Text block »
SEOUL - China's prime minister will visit reclusive North Korea early next week for a trip that could help revive talks with global powers stalled for nearly a year on ending Pyongyang's nuclear ambitions.

Analysts said China, the closest destitute North Korea has to a major ally, would not send such a high profile visitor unless it had won some assurance from Pyongyang that could ease tension over the nuclear standoff.

Chinese Premier Wen Jiabao will pay an official goodwill visit to North Korea from October 4 to 6, the North's KCNA news agency said in a one sentence dispatch on Monday.

China's Foreign Ministry confirmed the trip, which coincides with the 60th anniversary of diplomatic ties between the two nations.

The South's Yonhap news agency quoted diplomatic sources in Beijing as saying there could be an announcement during Wen's visit about the dormant six-country, disarmament-for-aid talks hosted by Beijing.

There probably will be significant talks between Wen and leader Kim Jong-il not only on their relations, but of events over the Korean peninsula and nuclear arms, said Yang Moo-jin, a professor at the South's University of North Korean Studies.

The sputtering talks among the two Koreas, China, Japan, Russia and the United States ground to a halt about a year ago, with Pyongyang saying it would boycott the sessions until Washington dropped its hostile attitude.

The nuclear talks were high on the agenda when the foreign ministers from China, Japan and South Korea met on Monday in Shanghai. Leaders of the three are expected to meet on October 10.

U.S. Assistant Secretary of State James Steinberg said in Kuala Lumpur that Washington appreciates China for sending a very clear message to North Korea that there is unanimity among all countries in the region about the need for them to return to the six-party talks and to resume the path of denuclearisation.
KIM JONG-IL'S NUCLEAR PLEDGE

Earlier this month, Kim Jong-il told a visiting envoy from China that he would work to end his state's nuclear arms programme through multilateral talks.

Statements from Kim almost always lead to action and analysts said he likely wants a return to some form of discussions. They also expect Pyongyang will hold true to form by making denuclearisation pledges and not meeting them.

North Korea in recent months has reached out to the international community after being hit with U.N. sanctions for a nuclear test in May. The sanctions were aimed at cutting off the vital flow of hard currency from the North's arms sales.

But North Korea has stoked tension by saying it was separating more plutonium from spent nuclear fuel and making progress on uranium enrichment, which could give it another route towards making nuclear bombs.

The North also revised its constitution in recent months to eliminate communism as a guiding ideology, while elevating Kim's principle of putting the military first as the main pillar of his rule.

WARMING Towards SOUTH

While Pyongyang has been sending out conflicting signals, it has been steadily improving ties with the South, which once provided aid equal to about five percent of the North's economy.

President Lee Myung-bak, who took office in February 2008, angered the North by ending massive rice aid and other unconditional handouts, saying Seoul would tie its largess to disarmament steps its neighbour makes.
In a move that has eased tensions among the rival Koreas, the North allowed the resumption of reunions on the weekend for families separated by the 1950-53 Korean War.

Pyongyang had suspended the highly emotional meetings after Lee was elected.

North Korea indicated it was expecting a show of goodwill from the South for restarting the reunions, which the head of the South's spy agency reportedly said was likely a request to resume massive food aid.

Work to complete »
**a.** According to the article on Wen Jiabao's visit, what are the dates of his official goodwill visit to North Korea?
**b.** Please duplicate the part of the article on Wen Jiabao's visit starting with "Statements from Kim" and going on through "North's arms sales.".
**c.** Which countries does the article on Wen Jiabao's visit name as taking part in the stalled six-party talks? List all of them.

Provided data »

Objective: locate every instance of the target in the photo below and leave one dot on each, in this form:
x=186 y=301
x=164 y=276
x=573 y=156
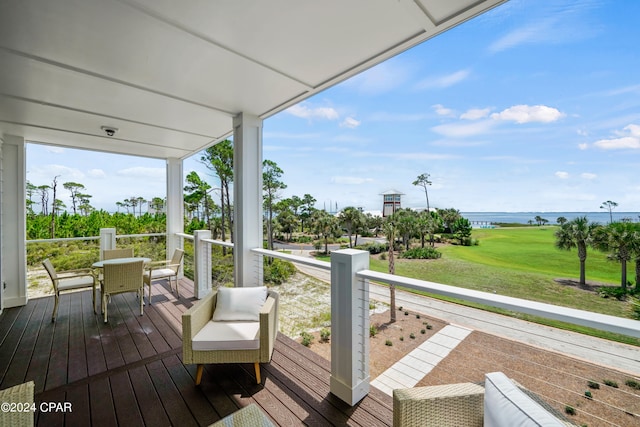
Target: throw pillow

Solutions to the exercise »
**a.** October 4 to 6.

**b.**
Statements from Kim almost always lead to action and analysts said he likely wants a return to some form of discussions. They also expect Pyongyang will hold true to form by making denuclearisation pledges and not meeting them.

North Korea in recent months has reached out to the international community after being hit with U.N. sanctions for a nuclear test in May. The sanctions were aimed at cutting off the vital flow of hard currency from the North's arms sales.

**c.** North Korea, South Korea, China, Japan, Russia, the United States